(Consignes et exigences)
Dans la page sur le règlement nº 883/2004, présentée ci-dessous, réécrivez sous forme de liste le paragraphe qui commence par « Le règlement nº 1408/71 a été abrogé ». Conservez ses faits principaux.

(Page)

B. Le règlement nº 883/2004

10. Le règlement nº 1408/71 a été abrogé par le règlement nº 883/2004, qui a été adopté le 29 avril 2004 et est entré en vigueur le 1er mai 2010. Il est applicable aux États de l’AELE en vertu de l’accord EEE (9) et des accords bilatéraux conclus avec la Confédération suisse (10) respectivement.

11. Le titre II, du règlement nº 883/2004, intitulé « Détermination de la législation applicable », comprend les articles 11 à 16.

12. L’article 11, paragraphe 1, de ce règlement intitulé « Règles générales », énonce :

« Les personnes auxquelles le présent règlement est applicable ne sont soumises qu’à la législation d’un seul État membre. Cette législation est déterminée conformément au présent titre. »

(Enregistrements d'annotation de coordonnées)
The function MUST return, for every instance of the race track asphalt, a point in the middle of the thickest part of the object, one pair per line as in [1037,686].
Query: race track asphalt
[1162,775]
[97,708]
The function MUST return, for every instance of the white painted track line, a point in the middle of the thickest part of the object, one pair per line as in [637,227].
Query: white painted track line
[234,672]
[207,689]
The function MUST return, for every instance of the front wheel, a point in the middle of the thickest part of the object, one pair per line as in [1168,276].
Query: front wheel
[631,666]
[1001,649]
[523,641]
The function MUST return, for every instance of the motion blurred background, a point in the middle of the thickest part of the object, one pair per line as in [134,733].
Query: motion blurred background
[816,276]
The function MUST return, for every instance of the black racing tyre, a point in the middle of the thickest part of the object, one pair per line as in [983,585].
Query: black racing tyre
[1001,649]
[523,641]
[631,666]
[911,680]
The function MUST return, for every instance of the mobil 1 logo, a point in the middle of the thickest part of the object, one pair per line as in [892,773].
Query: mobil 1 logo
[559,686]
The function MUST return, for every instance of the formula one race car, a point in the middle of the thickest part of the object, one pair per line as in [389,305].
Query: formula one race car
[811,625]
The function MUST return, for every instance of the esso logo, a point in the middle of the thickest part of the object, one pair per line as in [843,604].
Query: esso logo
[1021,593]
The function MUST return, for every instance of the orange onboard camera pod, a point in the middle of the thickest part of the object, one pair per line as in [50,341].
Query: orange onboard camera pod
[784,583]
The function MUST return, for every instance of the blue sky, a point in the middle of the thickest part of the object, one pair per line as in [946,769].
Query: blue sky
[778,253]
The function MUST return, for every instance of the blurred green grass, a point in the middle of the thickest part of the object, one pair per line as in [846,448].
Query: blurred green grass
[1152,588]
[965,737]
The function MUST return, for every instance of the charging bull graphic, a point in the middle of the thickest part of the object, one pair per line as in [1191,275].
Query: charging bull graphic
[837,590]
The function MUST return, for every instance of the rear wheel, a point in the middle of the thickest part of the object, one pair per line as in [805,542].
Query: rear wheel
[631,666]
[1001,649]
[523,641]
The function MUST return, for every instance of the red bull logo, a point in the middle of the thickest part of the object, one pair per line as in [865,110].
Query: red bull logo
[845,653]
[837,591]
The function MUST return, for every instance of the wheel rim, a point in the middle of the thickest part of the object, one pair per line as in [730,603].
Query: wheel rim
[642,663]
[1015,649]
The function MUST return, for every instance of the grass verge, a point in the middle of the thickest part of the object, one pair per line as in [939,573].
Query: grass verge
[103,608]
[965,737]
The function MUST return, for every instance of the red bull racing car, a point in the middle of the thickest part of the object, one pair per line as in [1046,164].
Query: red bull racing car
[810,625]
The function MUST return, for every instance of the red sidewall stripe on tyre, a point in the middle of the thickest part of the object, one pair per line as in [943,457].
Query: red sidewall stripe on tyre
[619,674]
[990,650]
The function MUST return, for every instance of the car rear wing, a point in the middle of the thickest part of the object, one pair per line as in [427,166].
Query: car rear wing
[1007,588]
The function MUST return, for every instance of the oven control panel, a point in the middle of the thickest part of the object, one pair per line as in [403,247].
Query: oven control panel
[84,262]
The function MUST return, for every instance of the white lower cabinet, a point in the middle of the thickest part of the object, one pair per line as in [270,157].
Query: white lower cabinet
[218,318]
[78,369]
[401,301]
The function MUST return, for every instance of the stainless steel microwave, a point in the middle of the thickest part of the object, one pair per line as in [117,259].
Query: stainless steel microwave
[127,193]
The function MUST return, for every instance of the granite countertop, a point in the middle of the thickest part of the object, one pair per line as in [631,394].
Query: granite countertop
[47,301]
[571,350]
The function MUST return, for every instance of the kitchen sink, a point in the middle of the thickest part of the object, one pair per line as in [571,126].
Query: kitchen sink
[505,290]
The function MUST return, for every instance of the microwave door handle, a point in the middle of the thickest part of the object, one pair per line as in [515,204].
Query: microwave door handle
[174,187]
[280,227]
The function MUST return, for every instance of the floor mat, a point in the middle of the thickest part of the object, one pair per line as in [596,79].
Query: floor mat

(Réponse)
- Le règlement nº 883/2004 a abrogé le règlement nº 1408/71.
- Il a été adopté le 29 avril 2004.
- Il est entré en vigueur le 1er mai 2010.
- Il s'applique aux États de l'AELE en vertu de l'accord EEE et des accords bilatéraux conclus avec la Confédération suisse, respectivement.